El director James Gray ya había dado muestra de su talento como hacedor de tragedias policíacas con ecos shakespearianos en sus dos películas anteriores: Little Odessa, (León de Plata en Venecia 1994 ) y la infravalorada La Otra Cara del Crimen (2000). Ocho años más tarde del estreno en España de este último film llega a las carteleras, y con un retraso considerable con respecto a su fecha de producción, la nueva propuesta de un director con un talento visual y narrativo inversamente proporcional al reconocimiento público de su impecable labor como cineasta.
Con un sentido muy poco habitual del clasicismo y la tragedia, Gray urde una trama de polis y cacos (y de cacos que devienen polis y polis con espíritu de cacos) que oculta bajo su apariencia de producto del montón toda una lección de cómo construir una dinámica de personajes sólida, atractiva y universal sin perjuicio de la profundidad dramática y, sobre todo, humana, de lo que nos cuenta. Por el camino se permite el lujo (o más bien el alarde), de ofrecernos una retahíla de escenas puntuales que, bien sea por la crudeza de su planificación (la soberbia, aunque tal vez demasiado corta, persecución en coche) bien sea por la plasticidad de sus imágenes (el clímax final), o el ténebre suspense de su puesta en escena (la operación policial frustrada), cogen desprevenido al espectador que, como un servidor, tan sólo se esperaba en el momento de asentar sus posaderas sobre la butaca del cine un film correcto y sin demasiadas aristas con el que invertir dos horas de una tarde de sábado.
# # # #
- ENUNCIADO:
Responde, por favor, a estas preguntas sobre la reseña:
1. ¿Qué premio obtuvo Little Odessa?
2. ¿Cuántos años después del estreno en España de La Otra Cara del Crimen llega la nueva película a las carteleras?
3. ¿Qué escena se describe como soberbia, aunque tal vez demasiado corta?
# # # #
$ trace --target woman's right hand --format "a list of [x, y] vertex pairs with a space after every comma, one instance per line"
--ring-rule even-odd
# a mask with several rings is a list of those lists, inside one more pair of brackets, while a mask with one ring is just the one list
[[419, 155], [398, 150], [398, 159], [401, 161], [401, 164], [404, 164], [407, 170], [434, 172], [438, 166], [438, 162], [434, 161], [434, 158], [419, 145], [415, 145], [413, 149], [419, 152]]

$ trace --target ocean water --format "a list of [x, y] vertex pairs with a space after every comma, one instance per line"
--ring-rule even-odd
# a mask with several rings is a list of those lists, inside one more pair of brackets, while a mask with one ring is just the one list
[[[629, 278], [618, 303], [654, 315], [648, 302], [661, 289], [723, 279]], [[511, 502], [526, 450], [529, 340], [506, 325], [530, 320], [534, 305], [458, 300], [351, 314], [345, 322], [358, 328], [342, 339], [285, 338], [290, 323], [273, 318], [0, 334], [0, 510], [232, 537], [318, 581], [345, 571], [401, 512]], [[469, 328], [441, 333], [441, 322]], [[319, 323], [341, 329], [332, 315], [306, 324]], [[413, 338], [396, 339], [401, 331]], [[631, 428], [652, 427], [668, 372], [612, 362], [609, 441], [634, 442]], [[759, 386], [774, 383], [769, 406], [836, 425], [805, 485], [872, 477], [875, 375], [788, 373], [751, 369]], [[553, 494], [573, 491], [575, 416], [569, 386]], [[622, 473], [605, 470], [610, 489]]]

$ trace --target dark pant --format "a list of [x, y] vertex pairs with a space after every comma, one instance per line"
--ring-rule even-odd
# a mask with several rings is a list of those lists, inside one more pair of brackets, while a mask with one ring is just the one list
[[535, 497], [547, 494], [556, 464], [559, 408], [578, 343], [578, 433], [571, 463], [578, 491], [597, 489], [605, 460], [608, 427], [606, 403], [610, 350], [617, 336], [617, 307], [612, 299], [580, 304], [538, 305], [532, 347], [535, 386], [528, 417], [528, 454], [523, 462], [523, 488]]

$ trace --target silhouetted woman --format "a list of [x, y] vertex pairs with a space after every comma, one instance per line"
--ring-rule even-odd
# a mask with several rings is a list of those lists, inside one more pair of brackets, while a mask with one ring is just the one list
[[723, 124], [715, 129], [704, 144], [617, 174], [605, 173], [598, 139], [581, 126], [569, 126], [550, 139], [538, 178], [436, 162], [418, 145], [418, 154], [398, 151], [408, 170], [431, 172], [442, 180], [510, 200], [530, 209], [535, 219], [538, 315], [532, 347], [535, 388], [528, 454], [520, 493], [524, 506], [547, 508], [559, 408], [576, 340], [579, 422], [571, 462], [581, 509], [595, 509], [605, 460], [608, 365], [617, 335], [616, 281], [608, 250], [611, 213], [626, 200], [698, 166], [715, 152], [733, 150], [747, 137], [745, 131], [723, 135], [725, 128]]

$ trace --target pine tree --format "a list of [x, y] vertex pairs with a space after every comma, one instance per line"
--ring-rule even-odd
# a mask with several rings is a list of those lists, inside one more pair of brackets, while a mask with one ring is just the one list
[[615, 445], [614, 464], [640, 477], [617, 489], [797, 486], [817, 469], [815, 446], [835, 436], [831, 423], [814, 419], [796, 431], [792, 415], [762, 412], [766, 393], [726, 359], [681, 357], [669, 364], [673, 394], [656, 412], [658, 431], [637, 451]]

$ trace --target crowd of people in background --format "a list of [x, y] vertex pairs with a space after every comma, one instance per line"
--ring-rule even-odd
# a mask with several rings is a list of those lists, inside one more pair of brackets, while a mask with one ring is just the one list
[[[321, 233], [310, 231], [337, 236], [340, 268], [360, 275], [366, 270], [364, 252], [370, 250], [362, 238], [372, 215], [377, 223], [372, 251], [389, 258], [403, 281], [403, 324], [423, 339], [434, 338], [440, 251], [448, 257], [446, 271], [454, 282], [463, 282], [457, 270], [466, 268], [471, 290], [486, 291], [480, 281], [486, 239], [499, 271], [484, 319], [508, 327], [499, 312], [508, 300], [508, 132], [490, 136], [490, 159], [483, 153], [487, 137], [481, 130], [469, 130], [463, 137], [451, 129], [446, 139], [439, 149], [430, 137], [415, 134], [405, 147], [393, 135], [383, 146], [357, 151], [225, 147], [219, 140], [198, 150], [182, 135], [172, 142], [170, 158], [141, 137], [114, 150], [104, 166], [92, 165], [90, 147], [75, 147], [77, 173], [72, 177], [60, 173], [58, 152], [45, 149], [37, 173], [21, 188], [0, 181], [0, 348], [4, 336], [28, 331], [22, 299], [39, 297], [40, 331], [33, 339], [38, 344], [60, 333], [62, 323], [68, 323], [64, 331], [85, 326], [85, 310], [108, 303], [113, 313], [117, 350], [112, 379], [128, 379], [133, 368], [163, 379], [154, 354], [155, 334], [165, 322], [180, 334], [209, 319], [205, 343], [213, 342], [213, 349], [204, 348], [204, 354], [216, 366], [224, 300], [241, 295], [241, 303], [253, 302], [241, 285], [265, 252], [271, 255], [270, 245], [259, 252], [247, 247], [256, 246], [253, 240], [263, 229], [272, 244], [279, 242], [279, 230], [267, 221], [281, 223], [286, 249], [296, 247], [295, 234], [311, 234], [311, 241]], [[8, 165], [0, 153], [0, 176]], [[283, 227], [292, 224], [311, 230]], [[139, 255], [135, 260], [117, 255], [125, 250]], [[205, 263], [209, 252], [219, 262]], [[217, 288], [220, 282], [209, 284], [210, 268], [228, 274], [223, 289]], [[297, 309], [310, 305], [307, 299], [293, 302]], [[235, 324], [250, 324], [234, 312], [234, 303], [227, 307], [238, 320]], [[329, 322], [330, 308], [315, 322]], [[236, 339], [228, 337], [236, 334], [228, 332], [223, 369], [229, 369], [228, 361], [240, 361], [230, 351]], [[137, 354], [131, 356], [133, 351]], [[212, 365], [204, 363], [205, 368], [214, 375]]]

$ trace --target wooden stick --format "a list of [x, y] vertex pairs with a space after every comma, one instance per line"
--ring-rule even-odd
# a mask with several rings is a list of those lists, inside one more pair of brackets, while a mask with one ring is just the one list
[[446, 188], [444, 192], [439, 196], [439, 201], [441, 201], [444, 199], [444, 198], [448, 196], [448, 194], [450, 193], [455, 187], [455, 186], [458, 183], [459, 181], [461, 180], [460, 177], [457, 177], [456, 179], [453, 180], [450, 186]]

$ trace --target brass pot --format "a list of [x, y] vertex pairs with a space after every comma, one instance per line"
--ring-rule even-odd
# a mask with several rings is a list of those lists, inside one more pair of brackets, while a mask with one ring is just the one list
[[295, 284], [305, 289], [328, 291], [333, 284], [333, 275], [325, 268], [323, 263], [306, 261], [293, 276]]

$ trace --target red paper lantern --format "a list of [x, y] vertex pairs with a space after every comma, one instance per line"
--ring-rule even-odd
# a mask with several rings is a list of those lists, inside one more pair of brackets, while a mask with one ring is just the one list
# # # #
- SOLUCIÓN:
1. El León de Plata en Venecia 1994.
2. Ocho años.
3. La persecución en coche.